Julie Bertucelli Talks About Her Accomplished Debut, “Since Otar Left” (by Erica Abeel, April 30, 2004)
They just keep coming, these girlish French filmmakers who could double as ingenues, turning out remarkably assured first features. The recent crop includes Delphine Gleize with “Carnages,” Julie Lopes-Curval with “Seaside,” and Marina de Van with “In My Skin.” Now Julie Bertucelli, newest girl on
the block, steps up to the plate with “Since Otar Left,” awarded the Critics’ Week Grand Prize at Cannes 2003 before its screening at the 2003 New York Film Festival. Zeitgeist Films opens “Otar” in theaters today. Set in post-Soviet
Georgia and Paris, “Otar” is a finely calibrated film about exile, longing, and the lies we tell for love. Women of three generations — Eka, the wily grandmother, her embittered daughter Marina, and Ada, her educated granddaughter, who
somehow mothers them all — bunk together in a dilapidated apartment, enduring the blackouts and skittish phone service of post-communist Georgia. Eka lives for letters and phone calls from her beloved son Otar, a medical student working in construction in Paris without a visa. When Otar is killed in
an accident, Marina and Ada resolve to conceal the truth rather than break Eka’s heart — a lie that spawns a growing web of deception.

■ STUDY MATERIAL:
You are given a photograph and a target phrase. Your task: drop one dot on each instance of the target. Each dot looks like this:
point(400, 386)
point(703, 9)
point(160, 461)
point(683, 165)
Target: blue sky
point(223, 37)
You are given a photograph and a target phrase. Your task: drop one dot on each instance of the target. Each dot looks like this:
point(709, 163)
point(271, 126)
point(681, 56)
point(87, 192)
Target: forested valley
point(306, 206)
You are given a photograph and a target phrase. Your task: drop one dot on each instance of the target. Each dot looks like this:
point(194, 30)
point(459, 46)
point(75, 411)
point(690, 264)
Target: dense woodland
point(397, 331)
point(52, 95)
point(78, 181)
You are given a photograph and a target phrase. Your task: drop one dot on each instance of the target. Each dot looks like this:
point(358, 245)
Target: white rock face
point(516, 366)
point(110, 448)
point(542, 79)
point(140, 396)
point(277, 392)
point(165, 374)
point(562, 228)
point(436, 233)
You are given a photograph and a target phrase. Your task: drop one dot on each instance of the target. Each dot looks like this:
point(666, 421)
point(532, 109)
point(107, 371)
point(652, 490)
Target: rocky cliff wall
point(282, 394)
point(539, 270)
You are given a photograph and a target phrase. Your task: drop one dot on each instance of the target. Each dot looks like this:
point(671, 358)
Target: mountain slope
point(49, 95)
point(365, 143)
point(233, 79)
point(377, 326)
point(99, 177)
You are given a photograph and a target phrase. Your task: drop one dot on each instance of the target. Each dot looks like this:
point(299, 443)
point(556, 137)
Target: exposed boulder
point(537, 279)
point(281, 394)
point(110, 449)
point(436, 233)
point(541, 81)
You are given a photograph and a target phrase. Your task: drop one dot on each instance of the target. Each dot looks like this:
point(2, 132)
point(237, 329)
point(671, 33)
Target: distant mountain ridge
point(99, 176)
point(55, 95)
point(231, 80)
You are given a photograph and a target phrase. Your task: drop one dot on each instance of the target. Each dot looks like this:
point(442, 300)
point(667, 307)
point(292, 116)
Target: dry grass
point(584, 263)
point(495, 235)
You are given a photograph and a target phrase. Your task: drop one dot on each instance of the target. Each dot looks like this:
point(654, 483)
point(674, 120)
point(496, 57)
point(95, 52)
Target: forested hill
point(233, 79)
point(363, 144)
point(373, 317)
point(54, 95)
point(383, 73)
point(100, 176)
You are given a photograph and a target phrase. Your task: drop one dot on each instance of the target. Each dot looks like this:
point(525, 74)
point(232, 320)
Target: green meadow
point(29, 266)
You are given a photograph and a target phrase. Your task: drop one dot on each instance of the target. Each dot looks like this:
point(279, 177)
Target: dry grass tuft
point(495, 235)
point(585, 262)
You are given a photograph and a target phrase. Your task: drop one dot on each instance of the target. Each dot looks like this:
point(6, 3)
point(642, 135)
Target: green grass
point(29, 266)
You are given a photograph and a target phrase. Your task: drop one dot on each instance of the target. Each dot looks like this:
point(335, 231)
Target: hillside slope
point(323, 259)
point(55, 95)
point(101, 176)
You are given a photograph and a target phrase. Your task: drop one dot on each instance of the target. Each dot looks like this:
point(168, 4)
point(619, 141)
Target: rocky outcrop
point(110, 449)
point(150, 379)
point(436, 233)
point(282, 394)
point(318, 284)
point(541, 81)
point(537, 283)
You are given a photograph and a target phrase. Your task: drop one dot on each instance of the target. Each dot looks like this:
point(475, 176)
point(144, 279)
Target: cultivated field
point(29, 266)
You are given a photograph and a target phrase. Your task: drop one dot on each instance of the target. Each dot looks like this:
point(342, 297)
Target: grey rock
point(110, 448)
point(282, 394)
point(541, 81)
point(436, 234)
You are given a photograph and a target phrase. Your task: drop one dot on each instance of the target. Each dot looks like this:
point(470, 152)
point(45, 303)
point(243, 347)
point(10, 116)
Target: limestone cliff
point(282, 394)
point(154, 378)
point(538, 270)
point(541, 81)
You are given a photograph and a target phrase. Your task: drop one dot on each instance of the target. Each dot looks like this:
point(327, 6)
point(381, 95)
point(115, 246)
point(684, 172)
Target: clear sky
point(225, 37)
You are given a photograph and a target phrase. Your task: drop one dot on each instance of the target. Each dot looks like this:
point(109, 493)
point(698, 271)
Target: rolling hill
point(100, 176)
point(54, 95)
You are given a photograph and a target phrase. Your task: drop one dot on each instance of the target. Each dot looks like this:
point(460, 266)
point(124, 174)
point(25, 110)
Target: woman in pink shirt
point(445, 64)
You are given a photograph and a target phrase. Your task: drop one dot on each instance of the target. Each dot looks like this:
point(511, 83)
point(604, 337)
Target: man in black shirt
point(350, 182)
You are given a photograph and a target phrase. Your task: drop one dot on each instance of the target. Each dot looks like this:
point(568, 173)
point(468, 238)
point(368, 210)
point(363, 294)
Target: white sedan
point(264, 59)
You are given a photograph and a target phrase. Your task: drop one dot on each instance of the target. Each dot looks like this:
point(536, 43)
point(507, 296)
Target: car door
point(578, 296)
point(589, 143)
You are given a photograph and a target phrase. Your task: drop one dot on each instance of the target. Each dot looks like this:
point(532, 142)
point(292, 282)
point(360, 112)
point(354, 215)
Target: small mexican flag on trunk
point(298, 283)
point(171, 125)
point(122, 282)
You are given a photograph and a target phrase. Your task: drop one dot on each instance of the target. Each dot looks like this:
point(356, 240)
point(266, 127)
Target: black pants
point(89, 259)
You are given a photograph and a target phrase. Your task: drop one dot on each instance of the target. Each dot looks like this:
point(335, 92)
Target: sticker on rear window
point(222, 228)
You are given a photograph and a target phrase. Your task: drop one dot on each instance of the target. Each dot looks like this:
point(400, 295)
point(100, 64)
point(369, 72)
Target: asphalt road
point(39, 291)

■ WHAT THE EXERCISE ASKS: Can you copy out, word for word, the whole article above about Julie Bertucelli's debut feature "Since Otar Left"?

■ SOLUTION:
Julie Bertucelli Talks About Her Accomplished Debut, “Since Otar Left” (by Erica Abeel, April 30, 2004)
They just keep coming, these girlish French filmmakers who could double as ingenues, turning out remarkably assured first features. The recent crop includes Delphine Gleize with “Carnages,” Julie Lopes-Curval with “Seaside,” and Marina de Van with “In My Skin.” Now Julie Bertucelli, newest girl on
the block, steps up to the plate with “Since Otar Left,” awarded the Critics’ Week Grand Prize at Cannes 2003 before its screening at the 2003 New York Film Festival. Zeitgeist Films opens “Otar” in theaters today. Set in post-Soviet
Georgia and Paris, “Otar” is a finely calibrated film about exile, longing, and the lies we tell for love. Women of three generations — Eka, the wily grandmother, her embittered daughter Marina, and Ada, her educated granddaughter, who
somehow mothers them all — bunk together in a dilapidated apartment, enduring the blackouts and skittish phone service of post-communist Georgia. Eka lives for letters and phone calls from her beloved son Otar, a medical student working in construction in Paris without a visa. When Otar is killed in
an accident, Marina and Ada resolve to conceal the truth rather than break Eka’s heart — a lie that spawns a growing web of deception.